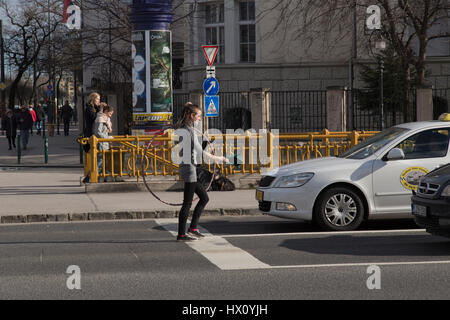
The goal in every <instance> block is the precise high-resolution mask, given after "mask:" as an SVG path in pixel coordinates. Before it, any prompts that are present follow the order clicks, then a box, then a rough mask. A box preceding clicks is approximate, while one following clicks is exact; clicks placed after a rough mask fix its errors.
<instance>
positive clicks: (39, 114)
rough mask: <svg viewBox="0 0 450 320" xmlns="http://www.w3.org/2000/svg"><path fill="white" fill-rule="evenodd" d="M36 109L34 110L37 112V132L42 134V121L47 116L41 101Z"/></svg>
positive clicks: (35, 125)
mask: <svg viewBox="0 0 450 320" xmlns="http://www.w3.org/2000/svg"><path fill="white" fill-rule="evenodd" d="M35 109H36V110H34V111H35V112H36V123H35V126H36V134H38V135H40V134H41V130H42V121H43V120H44V118H45V113H44V109H43V108H42V105H41V104H40V103H38V105H37V106H36V108H35Z"/></svg>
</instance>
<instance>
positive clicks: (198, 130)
mask: <svg viewBox="0 0 450 320" xmlns="http://www.w3.org/2000/svg"><path fill="white" fill-rule="evenodd" d="M192 128H193V129H194V130H196V131H198V132H200V131H199V130H197V129H196V128H194V127H192ZM167 129H174V127H173V126H166V127H163V128H162V129H161V130H159V131H158V132H156V133H155V134H154V135H153V137H152V139H151V140H150V141H149V142H148V143H147V145H146V146H145V149H144V153H143V155H142V157H144V156H145V155H146V154H147V152H148V149H149V146H151V144H152V143H153V141H154V140H155V139H156V137H157V136H159V135H161V134H162V133H164V132H165V131H166V130H167ZM200 133H201V134H202V136H203V137H204V138H206V141H207V142H208V146H211V141H209V139H208V137H207V136H206V135H205V134H204V133H203V132H200ZM194 139H195V138H194ZM212 154H214V149H213V152H212ZM141 162H142V163H141V172H142V180H143V181H144V185H145V187H146V188H147V190H148V191H149V192H150V193H151V194H152V195H153V196H154V197H155V198H156V199H157V200H159V201H160V202H162V203H164V204H167V205H169V206H173V207H179V206H182V205H183V203H170V202H167V201H164V200H162V199H161V198H160V197H158V196H157V195H156V194H155V193H154V192H153V191H152V189H151V188H150V186H149V185H148V184H147V181H146V179H145V170H144V163H145V161H141ZM155 170H156V168H155ZM215 172H216V162H215V161H214V168H213V174H212V176H211V181H210V182H209V184H208V187H207V188H206V192H208V191H209V189H210V187H211V185H212V182H213V180H214V174H215ZM197 200H198V197H197V196H195V198H194V199H193V200H192V201H193V202H194V201H197Z"/></svg>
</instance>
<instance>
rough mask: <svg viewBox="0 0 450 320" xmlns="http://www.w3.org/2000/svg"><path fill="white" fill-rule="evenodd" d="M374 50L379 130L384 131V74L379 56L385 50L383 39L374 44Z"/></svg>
mask: <svg viewBox="0 0 450 320" xmlns="http://www.w3.org/2000/svg"><path fill="white" fill-rule="evenodd" d="M375 48H376V49H377V50H378V52H379V54H378V57H377V60H378V74H379V80H378V84H379V87H380V88H379V92H380V96H379V99H380V101H379V109H380V122H381V130H384V128H385V122H384V92H383V73H384V61H383V56H382V55H381V54H380V53H381V51H382V50H385V49H386V42H385V41H384V40H383V39H381V38H380V39H379V40H377V41H376V42H375Z"/></svg>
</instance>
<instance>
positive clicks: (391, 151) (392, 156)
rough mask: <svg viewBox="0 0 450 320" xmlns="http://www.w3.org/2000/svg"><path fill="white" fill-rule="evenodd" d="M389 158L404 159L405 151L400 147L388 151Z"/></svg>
mask: <svg viewBox="0 0 450 320" xmlns="http://www.w3.org/2000/svg"><path fill="white" fill-rule="evenodd" d="M386 158H387V160H388V161H390V160H402V159H405V153H404V152H403V150H402V149H399V148H394V149H392V150H391V151H389V152H388V154H387V157H386Z"/></svg>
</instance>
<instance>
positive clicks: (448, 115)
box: [438, 113, 450, 121]
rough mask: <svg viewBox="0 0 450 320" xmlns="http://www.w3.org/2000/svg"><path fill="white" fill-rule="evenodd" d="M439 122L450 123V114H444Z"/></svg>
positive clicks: (439, 116) (448, 113)
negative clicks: (442, 121) (444, 121)
mask: <svg viewBox="0 0 450 320" xmlns="http://www.w3.org/2000/svg"><path fill="white" fill-rule="evenodd" d="M438 120H441V121H450V113H443V114H441V115H440V116H439V118H438Z"/></svg>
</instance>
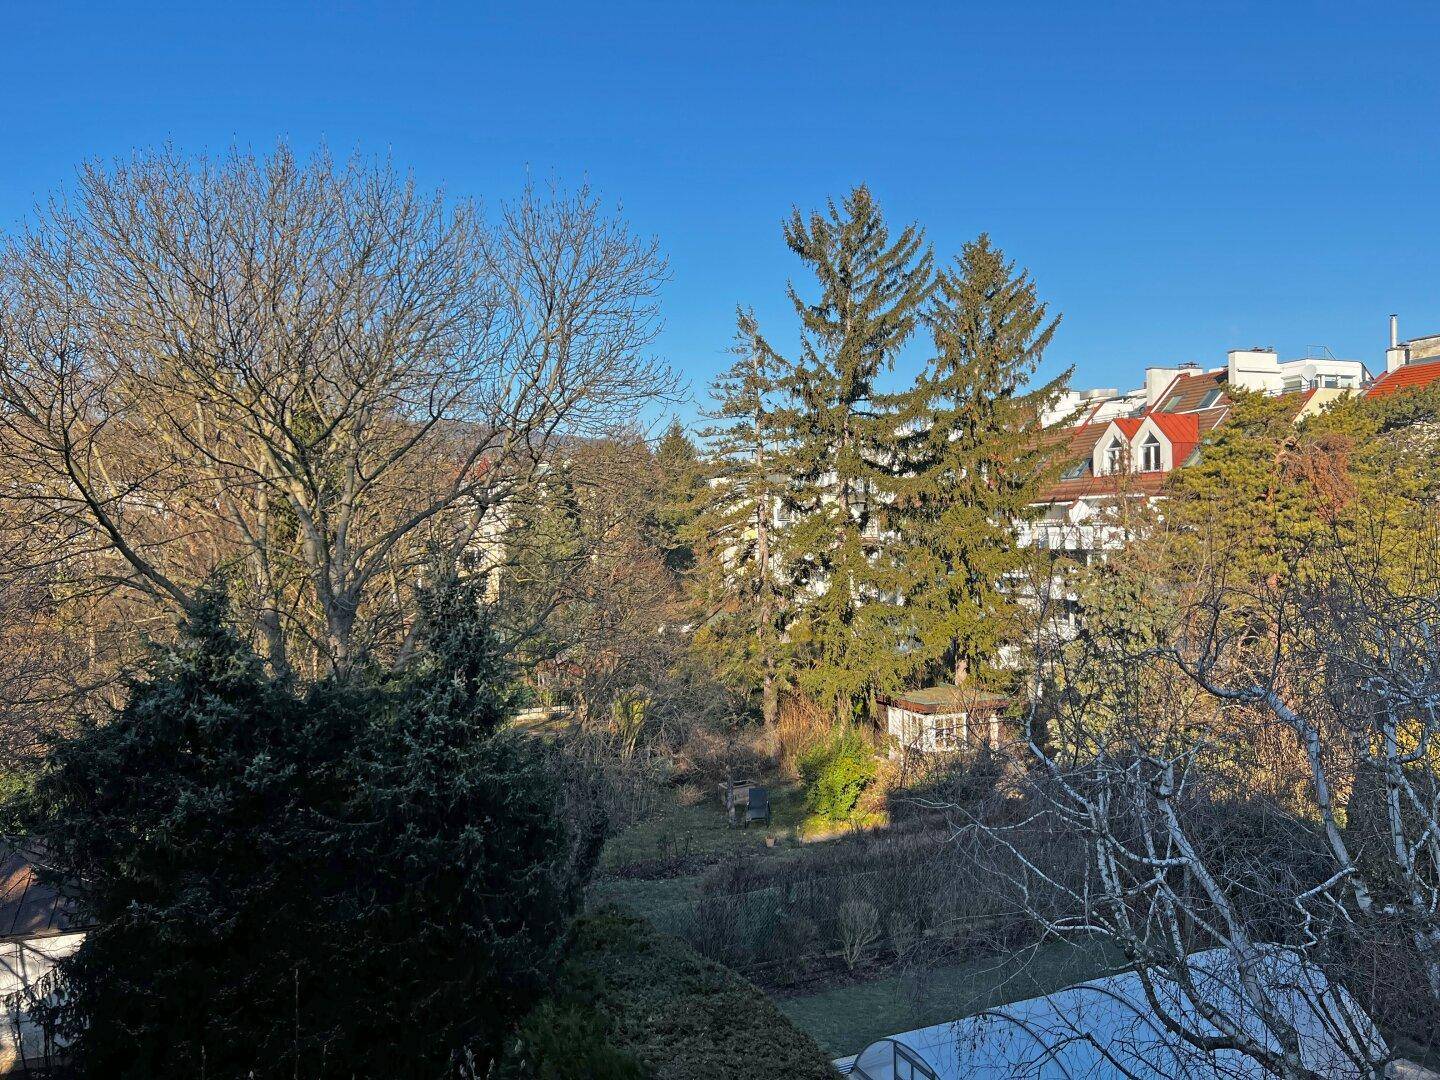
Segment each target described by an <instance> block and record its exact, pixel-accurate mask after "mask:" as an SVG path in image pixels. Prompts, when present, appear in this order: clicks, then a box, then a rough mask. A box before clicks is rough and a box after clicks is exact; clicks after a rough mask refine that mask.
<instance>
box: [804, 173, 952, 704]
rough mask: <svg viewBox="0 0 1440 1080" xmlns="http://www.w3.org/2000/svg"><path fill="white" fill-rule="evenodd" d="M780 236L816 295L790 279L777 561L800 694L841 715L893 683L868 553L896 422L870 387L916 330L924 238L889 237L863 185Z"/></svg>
mask: <svg viewBox="0 0 1440 1080" xmlns="http://www.w3.org/2000/svg"><path fill="white" fill-rule="evenodd" d="M785 240H786V243H788V245H789V248H791V251H793V252H795V253H796V255H798V256H799V258H801V261H802V262H804V264H805V265H806V266H808V268H809V269H811V271H812V272H814V275H815V284H816V285H818V287H819V295H818V297H814V298H811V297H806V295H802V292H801V291H799V289H798V288H795V285H793V284H792V285H791V288H789V297H791V302H792V304H793V305H795V312H796V314H798V315H799V321H801V354H799V361H798V363H796V366H795V370H793V372H792V373H791V374H789V376H788V379H786V380H785V389H786V390H788V395H789V397H791V400H789V403H788V408H786V409H785V410H783V412H782V418H783V419H785V426H786V428H788V431H786V442H788V444H789V451H791V452H789V455H788V465H789V474H791V480H792V485H791V487H789V488H788V490H786V501H788V504H789V510H791V511H792V513H793V516H795V523H793V526H792V527H791V528H789V530H788V533H786V539H785V546H783V564H785V567H786V573H788V576H789V580H791V582H792V585H793V586H795V588H796V595H801V596H805V602H804V603H802V605H799V606H798V609H796V613H795V619H793V621H792V624H791V628H789V642H791V645H792V648H795V649H796V651H798V654H799V655H801V657H802V662H801V665H799V668H798V675H799V685H801V688H802V690H805V691H806V693H808V694H809V696H811V697H814V698H816V700H819V701H825V703H829V704H831V706H832V707H834V708H835V713H837V716H838V717H841V719H850V716H852V713H854V707H855V706H857V703H858V701H860V700H861V698H863V697H864V696H865V694H867V693H868V691H873V690H876V688H877V687H880V685H883V684H884V683H887V681H893V678H894V664H896V660H894V658H896V655H897V648H896V636H894V605H893V602H888V600H887V598H886V596H884V595H883V593H881V577H883V575H881V572H880V567H878V560H877V559H876V557H874V556H876V546H877V540H878V537H880V536H881V533H883V528H884V518H886V513H887V511H886V507H887V503H888V498H890V495H891V487H893V480H894V441H896V419H894V416H893V415H890V413H888V412H886V410H880V409H877V408H876V379H877V377H878V376H880V373H881V372H884V370H887V369H888V367H891V366H893V363H894V359H896V354H897V353H899V351H900V348H901V347H903V346H904V344H906V341H907V340H909V338H910V336H912V334H913V333H914V330H916V325H917V324H919V320H920V312H922V308H923V305H924V302H926V300H927V298H929V297H930V291H932V288H933V269H932V264H933V258H932V255H930V251H929V248H926V245H924V236H923V233H922V230H920V229H919V228H917V226H914V225H910V226H906V228H904V229H903V230H900V233H899V235H897V236H891V233H890V229H888V228H887V225H886V222H884V217H883V216H881V213H880V207H878V206H877V204H876V202H874V199H873V197H871V194H870V190H868V189H867V187H864V186H861V187H857V189H855V190H854V192H851V193H850V194H848V196H847V197H845V200H844V202H842V203H841V204H840V206H835V203H834V202H831V203H829V204H828V207H827V210H824V212H815V213H812V215H809V216H808V217H806V216H804V215H802V213H801V212H799V210H795V212H793V215H792V217H791V220H789V223H788V225H786V228H785Z"/></svg>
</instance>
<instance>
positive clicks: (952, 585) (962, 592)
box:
▬▬▬
What the task requires:
Isolate each line of the listing above that includes "order". Copy it.

Written solution:
The goal in every <instance> block is the precise high-resolution mask, given after "mask:" as an SVG path in pixel coordinates. Before it, any prompts that are present follow the order clicks, then a box, then a rough mask. A box preceding clicks is approximate, while one following clicks is exact; clicks placed after a rough mask fix its errors.
Segment each target described by an <instance> block and record its exact, pixel-accurate mask after "mask:" as an SVG path in image pixels. Prompts, when present, appear in this order: clicks, then a box, then a rough mask. A box before clicks is rough and a box after clicks is exact; clicks after a rough mask refine that mask.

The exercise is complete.